**Aim of the exercise**
Rewrite the rows below as a JSON list of strings, one string per line with blank lines omitted, taking only the lines from the one containing "Exercise. Point to every instance of the group" through the one containing "Exercise. Point to every instance of the sunglasses", both included.

━━ Listed records ━━

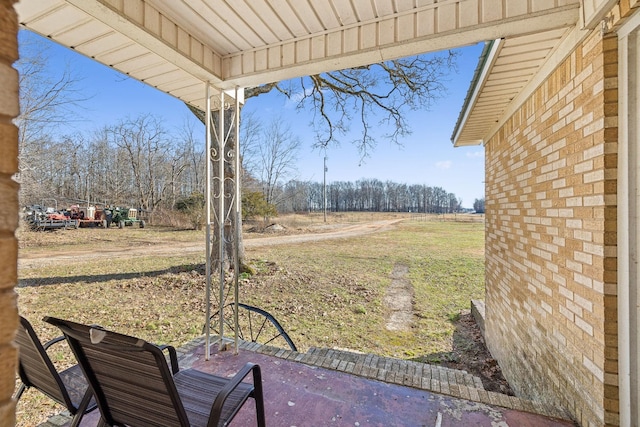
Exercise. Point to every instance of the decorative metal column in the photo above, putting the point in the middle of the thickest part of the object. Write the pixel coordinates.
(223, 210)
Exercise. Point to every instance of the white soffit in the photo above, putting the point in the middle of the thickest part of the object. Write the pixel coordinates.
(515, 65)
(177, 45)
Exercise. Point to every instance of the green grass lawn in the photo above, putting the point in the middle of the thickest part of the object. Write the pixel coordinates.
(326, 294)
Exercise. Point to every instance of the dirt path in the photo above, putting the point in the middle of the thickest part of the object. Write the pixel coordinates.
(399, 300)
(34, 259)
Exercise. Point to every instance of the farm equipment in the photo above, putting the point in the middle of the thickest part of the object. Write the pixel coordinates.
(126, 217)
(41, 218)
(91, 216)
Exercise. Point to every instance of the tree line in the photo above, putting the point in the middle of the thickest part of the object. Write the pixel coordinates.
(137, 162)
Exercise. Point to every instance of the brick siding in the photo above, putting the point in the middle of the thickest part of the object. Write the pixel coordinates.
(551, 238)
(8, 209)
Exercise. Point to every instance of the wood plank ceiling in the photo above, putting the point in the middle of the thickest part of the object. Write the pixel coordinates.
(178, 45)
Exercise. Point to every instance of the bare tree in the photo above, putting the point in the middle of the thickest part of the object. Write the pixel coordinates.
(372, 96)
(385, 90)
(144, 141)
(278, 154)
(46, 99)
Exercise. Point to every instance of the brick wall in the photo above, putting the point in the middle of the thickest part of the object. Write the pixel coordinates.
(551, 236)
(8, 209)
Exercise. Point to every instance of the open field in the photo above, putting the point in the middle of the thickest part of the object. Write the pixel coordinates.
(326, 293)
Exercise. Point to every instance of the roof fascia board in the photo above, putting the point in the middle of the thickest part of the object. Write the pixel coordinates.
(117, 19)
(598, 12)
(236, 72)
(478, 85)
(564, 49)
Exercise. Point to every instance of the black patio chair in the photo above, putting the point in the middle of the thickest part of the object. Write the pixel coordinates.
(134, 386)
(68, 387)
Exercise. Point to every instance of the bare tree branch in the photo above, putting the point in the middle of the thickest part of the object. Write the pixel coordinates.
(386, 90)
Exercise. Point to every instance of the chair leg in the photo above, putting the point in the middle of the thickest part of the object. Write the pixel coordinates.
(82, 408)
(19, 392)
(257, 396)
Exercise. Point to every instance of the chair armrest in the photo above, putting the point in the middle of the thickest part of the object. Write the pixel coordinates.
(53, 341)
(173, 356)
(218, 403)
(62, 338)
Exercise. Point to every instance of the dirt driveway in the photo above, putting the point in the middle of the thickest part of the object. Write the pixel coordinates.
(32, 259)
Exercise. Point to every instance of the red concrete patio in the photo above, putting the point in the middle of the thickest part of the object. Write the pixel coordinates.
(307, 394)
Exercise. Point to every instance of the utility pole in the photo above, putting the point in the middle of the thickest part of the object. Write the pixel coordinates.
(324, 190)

━━━
━━ Listed records ━━

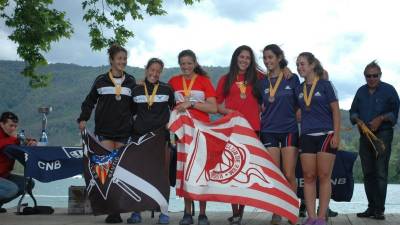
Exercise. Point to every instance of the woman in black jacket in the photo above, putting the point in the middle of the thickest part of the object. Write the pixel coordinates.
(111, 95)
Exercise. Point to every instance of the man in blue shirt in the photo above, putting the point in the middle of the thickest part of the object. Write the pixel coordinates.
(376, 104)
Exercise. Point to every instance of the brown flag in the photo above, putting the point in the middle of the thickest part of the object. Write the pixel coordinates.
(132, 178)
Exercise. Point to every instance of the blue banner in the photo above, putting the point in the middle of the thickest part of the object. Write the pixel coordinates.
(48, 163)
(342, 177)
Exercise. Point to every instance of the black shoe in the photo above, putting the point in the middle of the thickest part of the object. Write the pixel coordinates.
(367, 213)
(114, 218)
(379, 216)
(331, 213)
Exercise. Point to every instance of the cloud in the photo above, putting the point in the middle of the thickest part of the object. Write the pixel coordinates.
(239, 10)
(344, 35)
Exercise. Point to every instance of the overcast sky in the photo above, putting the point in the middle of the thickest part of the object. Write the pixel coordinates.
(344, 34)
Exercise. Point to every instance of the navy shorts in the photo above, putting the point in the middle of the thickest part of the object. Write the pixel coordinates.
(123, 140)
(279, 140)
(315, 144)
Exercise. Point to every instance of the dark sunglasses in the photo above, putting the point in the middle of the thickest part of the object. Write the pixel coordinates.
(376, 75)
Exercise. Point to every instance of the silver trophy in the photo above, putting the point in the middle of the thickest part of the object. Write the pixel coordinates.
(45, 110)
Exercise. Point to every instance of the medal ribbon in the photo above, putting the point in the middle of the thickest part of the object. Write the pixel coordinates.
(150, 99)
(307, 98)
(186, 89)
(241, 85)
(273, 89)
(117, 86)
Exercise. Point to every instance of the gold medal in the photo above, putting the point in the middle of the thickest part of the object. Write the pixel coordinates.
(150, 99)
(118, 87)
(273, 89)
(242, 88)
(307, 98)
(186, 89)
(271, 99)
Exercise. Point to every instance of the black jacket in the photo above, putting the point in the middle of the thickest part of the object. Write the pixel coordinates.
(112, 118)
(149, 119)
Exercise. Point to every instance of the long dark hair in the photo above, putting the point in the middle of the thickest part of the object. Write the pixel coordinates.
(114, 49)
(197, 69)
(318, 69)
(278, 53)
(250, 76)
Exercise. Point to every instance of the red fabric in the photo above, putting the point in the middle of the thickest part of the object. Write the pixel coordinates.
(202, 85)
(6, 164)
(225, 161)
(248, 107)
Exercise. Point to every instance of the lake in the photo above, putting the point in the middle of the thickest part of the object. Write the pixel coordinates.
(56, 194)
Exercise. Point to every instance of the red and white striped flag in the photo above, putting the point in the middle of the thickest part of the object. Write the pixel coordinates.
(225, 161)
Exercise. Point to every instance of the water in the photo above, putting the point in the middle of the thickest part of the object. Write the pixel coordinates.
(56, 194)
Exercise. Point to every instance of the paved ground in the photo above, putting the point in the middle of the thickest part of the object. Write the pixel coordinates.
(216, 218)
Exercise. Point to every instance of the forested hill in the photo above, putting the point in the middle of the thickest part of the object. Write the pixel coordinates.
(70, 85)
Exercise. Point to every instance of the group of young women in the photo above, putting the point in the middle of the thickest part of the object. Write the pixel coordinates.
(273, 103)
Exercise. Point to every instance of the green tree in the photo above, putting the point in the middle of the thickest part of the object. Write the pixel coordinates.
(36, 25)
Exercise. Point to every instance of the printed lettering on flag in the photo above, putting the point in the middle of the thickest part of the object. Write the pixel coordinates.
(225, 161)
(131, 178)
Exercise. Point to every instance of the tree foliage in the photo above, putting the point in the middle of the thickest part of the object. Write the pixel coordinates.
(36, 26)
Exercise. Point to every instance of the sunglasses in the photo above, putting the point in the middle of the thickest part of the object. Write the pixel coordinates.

━━━

**Response to the task**
[
  "Exercise. Point to every instance of the group of young women in the photo above, putting the point in the middle of the thickest part of the object. Write the pixel coordinates.",
  "(273, 103)",
  "Exercise. Point to every instance of the green tree in the photo above, putting the point in the middle of the thickest part of the object. Write the pixel coordinates.",
  "(36, 25)",
  "Exercise. Point to every instance of the printed lettering on flag in the photo above, putting the point in the middle of the thickest part of the object. Write the pixel coordinates.",
  "(225, 161)",
  "(131, 178)",
  "Exercise. Point to every instance of the tree foliage in the photo above, putting the point in the middle of the thickest part of the object. Write the pixel coordinates.",
  "(36, 26)",
  "Exercise. Point to every instance of the sunglasses in the photo above, putting the point in the middle of the thickest part of the object. Write the pixel coordinates."
]